> DESCRIPTION OF THE TASK
Format the stretch of lines from the one containing "Generate, for each" through the one containing "positive clicks: (780, 559) (795, 380)" as a JSON list of strings, one string per line, leaving out any blank lines.
─── EXTRACTED RECORDS
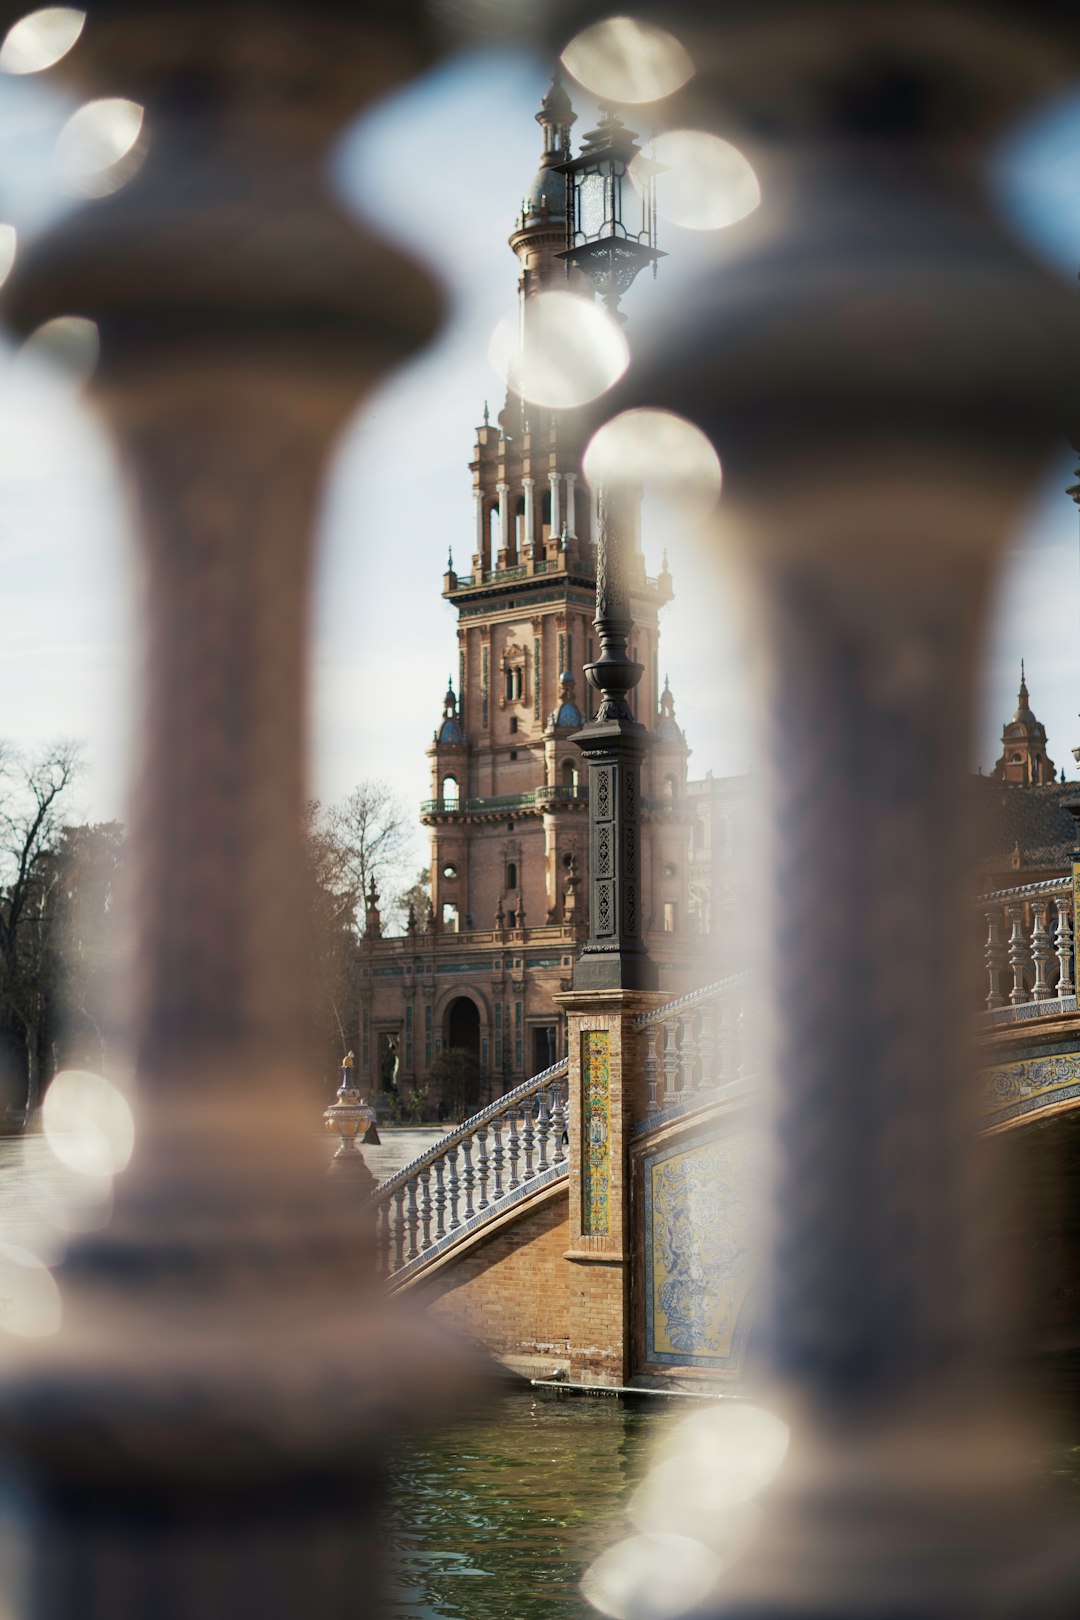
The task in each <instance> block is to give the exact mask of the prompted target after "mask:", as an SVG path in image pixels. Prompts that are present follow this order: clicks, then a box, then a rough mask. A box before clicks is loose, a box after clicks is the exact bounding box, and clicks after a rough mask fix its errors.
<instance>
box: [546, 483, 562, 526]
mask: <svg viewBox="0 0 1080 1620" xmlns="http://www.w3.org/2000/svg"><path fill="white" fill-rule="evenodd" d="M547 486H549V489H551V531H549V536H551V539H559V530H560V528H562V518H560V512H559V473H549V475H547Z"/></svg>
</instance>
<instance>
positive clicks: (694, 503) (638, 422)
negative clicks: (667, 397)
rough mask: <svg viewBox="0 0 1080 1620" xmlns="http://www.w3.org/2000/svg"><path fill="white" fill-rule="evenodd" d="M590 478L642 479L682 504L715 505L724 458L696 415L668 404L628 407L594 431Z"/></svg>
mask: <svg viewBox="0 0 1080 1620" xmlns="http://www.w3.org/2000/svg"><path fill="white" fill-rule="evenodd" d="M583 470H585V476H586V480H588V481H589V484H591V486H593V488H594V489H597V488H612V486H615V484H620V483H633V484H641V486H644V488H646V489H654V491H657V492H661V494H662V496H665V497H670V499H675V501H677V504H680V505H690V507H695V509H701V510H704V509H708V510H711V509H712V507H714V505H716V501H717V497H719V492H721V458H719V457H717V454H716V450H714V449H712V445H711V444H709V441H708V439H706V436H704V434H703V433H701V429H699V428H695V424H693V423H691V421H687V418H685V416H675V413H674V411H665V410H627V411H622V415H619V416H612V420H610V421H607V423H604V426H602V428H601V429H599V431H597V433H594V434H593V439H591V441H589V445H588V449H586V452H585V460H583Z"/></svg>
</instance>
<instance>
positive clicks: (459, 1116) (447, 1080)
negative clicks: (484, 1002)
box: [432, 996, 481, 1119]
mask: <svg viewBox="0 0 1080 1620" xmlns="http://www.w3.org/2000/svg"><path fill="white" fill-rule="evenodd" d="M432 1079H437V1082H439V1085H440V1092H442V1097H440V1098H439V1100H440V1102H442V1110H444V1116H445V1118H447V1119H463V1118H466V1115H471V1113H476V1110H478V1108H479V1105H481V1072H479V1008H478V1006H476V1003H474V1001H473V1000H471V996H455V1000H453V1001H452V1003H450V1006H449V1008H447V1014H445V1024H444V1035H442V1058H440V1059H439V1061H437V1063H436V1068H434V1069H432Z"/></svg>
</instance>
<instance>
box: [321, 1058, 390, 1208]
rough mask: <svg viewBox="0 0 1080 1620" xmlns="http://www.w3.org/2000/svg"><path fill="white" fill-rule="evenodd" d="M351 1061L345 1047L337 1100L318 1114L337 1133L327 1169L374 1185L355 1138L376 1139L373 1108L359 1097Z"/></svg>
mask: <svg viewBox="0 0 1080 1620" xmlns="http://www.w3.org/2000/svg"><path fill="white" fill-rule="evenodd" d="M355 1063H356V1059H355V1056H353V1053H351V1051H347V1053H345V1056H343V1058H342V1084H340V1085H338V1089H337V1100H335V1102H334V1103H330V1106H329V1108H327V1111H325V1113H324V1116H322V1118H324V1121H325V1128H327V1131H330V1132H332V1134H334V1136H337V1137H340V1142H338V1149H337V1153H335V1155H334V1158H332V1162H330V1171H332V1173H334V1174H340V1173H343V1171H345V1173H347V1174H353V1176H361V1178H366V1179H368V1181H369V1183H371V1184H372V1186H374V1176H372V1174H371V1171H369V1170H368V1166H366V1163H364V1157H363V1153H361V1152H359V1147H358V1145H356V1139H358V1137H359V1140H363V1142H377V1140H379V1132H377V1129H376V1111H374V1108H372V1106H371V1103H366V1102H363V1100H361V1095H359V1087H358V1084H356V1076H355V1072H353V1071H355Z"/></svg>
──────
─── EXTRACTED RECORDS
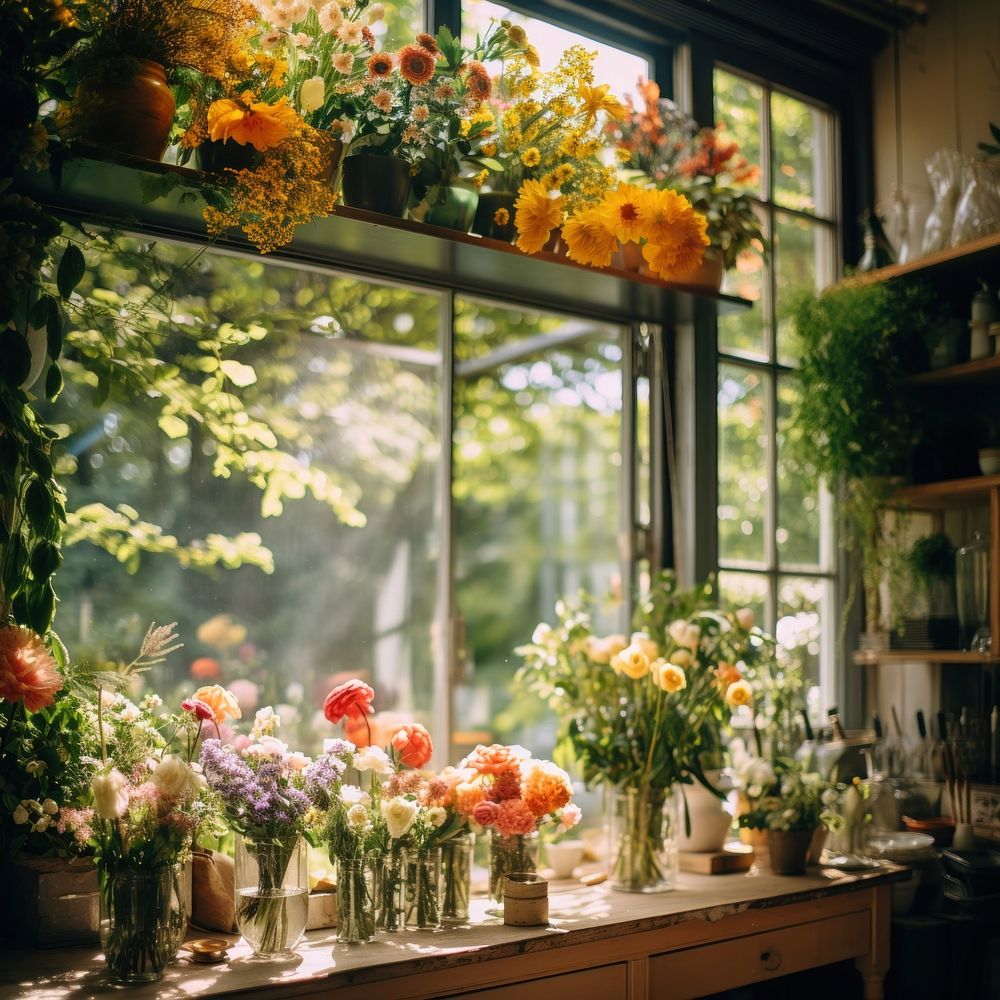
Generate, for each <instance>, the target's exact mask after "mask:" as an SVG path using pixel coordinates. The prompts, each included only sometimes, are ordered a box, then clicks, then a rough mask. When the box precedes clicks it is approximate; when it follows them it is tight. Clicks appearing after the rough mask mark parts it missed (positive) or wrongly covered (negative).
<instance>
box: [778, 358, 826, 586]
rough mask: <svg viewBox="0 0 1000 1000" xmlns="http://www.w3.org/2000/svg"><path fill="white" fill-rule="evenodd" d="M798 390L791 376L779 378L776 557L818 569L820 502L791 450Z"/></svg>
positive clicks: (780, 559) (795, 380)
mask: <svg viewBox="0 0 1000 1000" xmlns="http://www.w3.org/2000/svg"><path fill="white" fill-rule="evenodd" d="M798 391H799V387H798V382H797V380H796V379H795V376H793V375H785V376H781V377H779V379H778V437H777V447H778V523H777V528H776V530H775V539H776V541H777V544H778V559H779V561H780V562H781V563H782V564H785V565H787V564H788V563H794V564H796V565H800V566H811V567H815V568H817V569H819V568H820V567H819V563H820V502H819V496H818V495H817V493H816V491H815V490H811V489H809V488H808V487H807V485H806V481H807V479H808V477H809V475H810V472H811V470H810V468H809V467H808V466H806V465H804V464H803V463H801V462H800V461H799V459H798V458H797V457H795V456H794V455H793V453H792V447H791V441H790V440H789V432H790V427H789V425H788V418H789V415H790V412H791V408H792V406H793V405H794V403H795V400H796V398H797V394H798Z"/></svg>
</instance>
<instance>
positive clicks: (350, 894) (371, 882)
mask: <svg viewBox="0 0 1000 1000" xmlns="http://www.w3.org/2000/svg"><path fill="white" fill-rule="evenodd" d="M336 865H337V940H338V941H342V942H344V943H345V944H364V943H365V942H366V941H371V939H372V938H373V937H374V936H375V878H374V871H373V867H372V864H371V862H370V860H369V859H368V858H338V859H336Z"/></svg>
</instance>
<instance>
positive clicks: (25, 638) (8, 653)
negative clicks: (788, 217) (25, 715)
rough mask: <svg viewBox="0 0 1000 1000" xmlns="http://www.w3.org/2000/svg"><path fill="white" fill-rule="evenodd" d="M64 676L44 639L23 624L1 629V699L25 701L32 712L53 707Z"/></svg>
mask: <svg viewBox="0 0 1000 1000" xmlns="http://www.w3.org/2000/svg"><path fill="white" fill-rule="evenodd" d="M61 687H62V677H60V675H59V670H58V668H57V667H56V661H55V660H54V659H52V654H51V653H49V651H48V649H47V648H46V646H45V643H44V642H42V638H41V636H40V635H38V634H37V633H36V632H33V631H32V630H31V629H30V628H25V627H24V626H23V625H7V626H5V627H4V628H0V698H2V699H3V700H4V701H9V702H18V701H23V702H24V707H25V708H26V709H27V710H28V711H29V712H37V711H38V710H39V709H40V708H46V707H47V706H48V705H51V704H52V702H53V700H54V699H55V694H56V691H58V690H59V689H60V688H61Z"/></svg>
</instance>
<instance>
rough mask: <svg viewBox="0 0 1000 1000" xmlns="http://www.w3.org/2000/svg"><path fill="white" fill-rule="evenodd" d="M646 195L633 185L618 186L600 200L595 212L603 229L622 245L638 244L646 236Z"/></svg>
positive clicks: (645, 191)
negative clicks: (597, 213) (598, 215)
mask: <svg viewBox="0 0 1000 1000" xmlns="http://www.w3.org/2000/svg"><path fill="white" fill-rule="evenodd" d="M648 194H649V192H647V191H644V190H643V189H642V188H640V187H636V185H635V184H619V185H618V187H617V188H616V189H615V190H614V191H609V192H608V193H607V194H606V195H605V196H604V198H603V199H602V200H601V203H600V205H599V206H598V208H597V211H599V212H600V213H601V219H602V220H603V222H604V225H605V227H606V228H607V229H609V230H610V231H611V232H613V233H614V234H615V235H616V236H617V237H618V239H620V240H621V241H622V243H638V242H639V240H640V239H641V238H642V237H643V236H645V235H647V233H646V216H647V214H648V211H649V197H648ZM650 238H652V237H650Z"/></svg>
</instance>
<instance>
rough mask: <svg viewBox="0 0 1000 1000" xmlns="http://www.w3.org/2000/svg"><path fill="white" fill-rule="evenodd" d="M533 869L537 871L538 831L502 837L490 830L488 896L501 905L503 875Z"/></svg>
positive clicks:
──────
> PROBLEM SOLUTION
[
  "Generate, for each <instance>, the target's exact mask after \"mask:\" as an SVG path using pixel coordinates. The prompts, each included only sometimes, are ordered a box, then clicks, then a rough mask. When the box precedes clicks it is approximate; when it follows them it is tight. Clicks appearing after the rough mask mark parts it missed (positive) or wrongly covered (negative).",
  "<instance>",
  "box: [778, 358, 826, 586]",
  "rough mask: <svg viewBox=\"0 0 1000 1000\" xmlns=\"http://www.w3.org/2000/svg\"><path fill=\"white\" fill-rule=\"evenodd\" d=\"M798 390L791 376L779 378L776 557L818 569L820 502L791 450Z\"/></svg>",
  "positive clicks: (780, 559) (795, 380)"
]